# Okuma metni:
Dr. Mustafa Peköz / Sendika.Org

Bugün ‘barış’ süreci olarak tanımlanan evrenin politik hiçbir etkisinin ve rolünün olmadığını görmek gerek. Tersine ‘barış dönemi’ olarak yaratılan sürecin politik ve askeri sonuçlarını Rojava’da görüyoruz

Rojava/Batı Kürdistan bölgesinde kitlesel katliamlar yaşanıyor. Özgür Suriye Ordusu (ÖSO) ve El Kaide’ye bağlı El Nusra Cephesi güçlerinin Batı Kürdistan şehirlerinde ve köylerinde, halka yönelik gerçekleştirmeye başladığı ve acımazca uyguladığı katliamlarda yüzlerce insan öldürüldü ve bu katliam serisi halen devam ediyor. Gerekli tutumlar alınmaz, kitlesel politik eylemler ve askeri karşılığı verilmezse katliamlar devam edecek.

Suriye’de politik denklem bütünlüklü olarak değişmeye başladı. Esad rejimine bağlı askeri güçler, ÖSO ve El Nusra’nın denetiminde olan stratejik bölgelerin çok önemli bir kısmını tekrar ele geçirdi. Bu iki gücün almış olduğu askeri yenilgi, politik yönelimlerini de etkileyecektir. Bu durum, özellikle Cenevre’de yapılacak olan görüşmelerde, uluslararası desteği olumsuz yönde etkileyebilir. Suriye nüfusunun çok önemli bir kısmı Sünni kökenli olmasına rağmen, İslamcı gruplara ve ÖSO’ya ciddi bir destek verilmiyor. Politik ve askeri varlıklarını da, daha çok uluslararası ve bölgesel güçlere dayanarak sürdürüyorlar. Askeri olarak ciddi kayıp vermeleri ve ellerinde tuttukları stratejik bölgeleri kaybetmeye başlamaları onların geleceğe yönelik askeri ve politik stratejilerini de önemli oranda belirginsizleştirmektedir.

# Yapılacak iş:
Rojava'daki katliamları ve Suriye'deki politik denklemi ele alan yazıyı, lütfen son cümlesinden sonra kendi üslubuyla devam ettirin.

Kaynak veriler
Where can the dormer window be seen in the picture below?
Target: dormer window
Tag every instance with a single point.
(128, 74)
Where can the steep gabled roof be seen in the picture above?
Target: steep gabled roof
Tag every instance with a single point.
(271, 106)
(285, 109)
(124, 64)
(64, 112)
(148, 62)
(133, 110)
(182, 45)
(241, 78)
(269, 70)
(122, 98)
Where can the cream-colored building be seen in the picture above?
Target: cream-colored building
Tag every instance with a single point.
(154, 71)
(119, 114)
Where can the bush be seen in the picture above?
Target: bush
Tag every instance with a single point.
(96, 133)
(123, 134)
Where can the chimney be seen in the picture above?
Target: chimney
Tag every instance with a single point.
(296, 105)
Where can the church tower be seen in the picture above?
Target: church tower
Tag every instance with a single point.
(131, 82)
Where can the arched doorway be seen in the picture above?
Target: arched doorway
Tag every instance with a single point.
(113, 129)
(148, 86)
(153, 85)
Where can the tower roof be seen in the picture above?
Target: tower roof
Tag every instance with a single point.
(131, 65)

# Alıştırma yanıtı:
Suriye’nin mevcut karmaşık politik denkleminin stratejik gücü haline gelen Kürt Yüksek Konseyi’nin, Rusya’nın önerisiyle Cenevre görüşmelerine bir taraf olarak katılma çağrısı Kürtler olmaksızın bir çözümün olmayacağının bir başka yansımasıdır. Rusya’nın bu yönelimi, aynı zamanda, Esad rejiminin Kürtlerin politik realitesini kabul etmek zorunda kalacağına dair bir veri olarak görülüyor. Bu bakımdan Suriye’nin geleceğine yönelik stratejileri belirlemede iki temel güç Esad rejimi ve Kürt Yüksek Konseyi çok daha fazla belirleyici olacaktır.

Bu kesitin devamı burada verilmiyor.